- **Objective**:
Rewrite the lines from the first one up to and including the line containing "M47 297L47 293L46", changing "green leaf" to "maple leaf" and keeping everything else the same. Return only those lines.

- **Records supplied**:

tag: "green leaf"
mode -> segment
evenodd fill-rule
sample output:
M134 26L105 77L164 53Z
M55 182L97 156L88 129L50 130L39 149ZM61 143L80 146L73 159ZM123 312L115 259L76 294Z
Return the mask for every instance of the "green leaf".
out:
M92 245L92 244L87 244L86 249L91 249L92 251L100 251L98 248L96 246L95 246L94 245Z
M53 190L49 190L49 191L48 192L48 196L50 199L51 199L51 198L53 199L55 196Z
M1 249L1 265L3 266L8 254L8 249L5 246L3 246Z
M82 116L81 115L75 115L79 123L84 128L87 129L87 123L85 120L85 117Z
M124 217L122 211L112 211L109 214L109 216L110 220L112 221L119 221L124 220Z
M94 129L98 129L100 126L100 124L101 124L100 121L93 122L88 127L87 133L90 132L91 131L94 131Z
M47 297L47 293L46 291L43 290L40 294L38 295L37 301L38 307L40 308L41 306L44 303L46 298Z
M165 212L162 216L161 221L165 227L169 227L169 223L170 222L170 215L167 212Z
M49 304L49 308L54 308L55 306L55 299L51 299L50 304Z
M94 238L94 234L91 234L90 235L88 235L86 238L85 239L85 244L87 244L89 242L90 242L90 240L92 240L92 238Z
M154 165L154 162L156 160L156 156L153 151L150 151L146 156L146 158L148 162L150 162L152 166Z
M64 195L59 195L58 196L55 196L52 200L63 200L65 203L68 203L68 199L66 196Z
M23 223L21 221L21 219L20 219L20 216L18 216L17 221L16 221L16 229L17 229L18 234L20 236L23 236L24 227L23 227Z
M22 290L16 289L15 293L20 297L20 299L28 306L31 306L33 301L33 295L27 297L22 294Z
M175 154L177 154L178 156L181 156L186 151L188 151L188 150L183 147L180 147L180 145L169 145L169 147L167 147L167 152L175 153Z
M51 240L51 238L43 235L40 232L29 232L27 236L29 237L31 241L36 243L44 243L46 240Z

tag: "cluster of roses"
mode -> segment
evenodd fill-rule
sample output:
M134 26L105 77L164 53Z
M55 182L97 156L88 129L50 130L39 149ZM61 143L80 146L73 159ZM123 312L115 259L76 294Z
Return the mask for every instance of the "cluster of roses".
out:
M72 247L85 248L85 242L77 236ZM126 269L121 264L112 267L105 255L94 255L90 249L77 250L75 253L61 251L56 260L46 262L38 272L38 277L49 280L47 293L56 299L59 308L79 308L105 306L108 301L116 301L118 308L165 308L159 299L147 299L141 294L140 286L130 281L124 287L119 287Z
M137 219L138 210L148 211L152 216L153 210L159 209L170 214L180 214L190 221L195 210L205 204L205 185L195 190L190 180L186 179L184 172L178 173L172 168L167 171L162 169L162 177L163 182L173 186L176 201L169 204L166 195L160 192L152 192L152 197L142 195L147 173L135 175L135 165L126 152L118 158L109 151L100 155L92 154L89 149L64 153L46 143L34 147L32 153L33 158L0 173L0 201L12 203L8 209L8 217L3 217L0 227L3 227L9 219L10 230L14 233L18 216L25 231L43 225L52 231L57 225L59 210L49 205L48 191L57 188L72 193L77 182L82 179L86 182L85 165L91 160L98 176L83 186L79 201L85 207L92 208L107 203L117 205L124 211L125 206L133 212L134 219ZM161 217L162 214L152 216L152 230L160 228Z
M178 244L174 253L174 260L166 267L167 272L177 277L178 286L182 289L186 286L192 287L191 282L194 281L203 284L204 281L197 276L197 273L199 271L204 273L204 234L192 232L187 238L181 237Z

- **Solution to this exercise**:
tag: "maple leaf"
mode -> segment
evenodd fill-rule
sample output:
M134 26L105 77L164 53Z
M55 182L97 156L88 129L50 130L39 149ZM61 143L80 146L73 159ZM123 312L115 259L76 294Z
Return the mask for every instance of the "maple leaf".
out:
M92 245L92 244L87 244L86 249L91 249L92 251L100 251L98 248L96 246L95 246L94 245Z
M53 190L49 190L49 191L48 192L48 196L50 199L51 199L51 198L53 199L55 196Z
M1 249L1 265L3 266L8 254L8 249L5 246L3 246Z
M82 116L81 115L75 115L79 123L84 128L87 129L87 123L85 120L85 117Z
M124 217L122 211L112 211L109 214L109 216L110 220L112 221L119 221L124 220Z
M94 129L98 129L100 126L100 124L101 124L100 121L93 122L88 127L87 133L90 132L91 131L94 131Z
M47 297L47 293L46 291L43 290L40 294L38 295L37 301L38 307L40 308L41 306L44 303L46 298Z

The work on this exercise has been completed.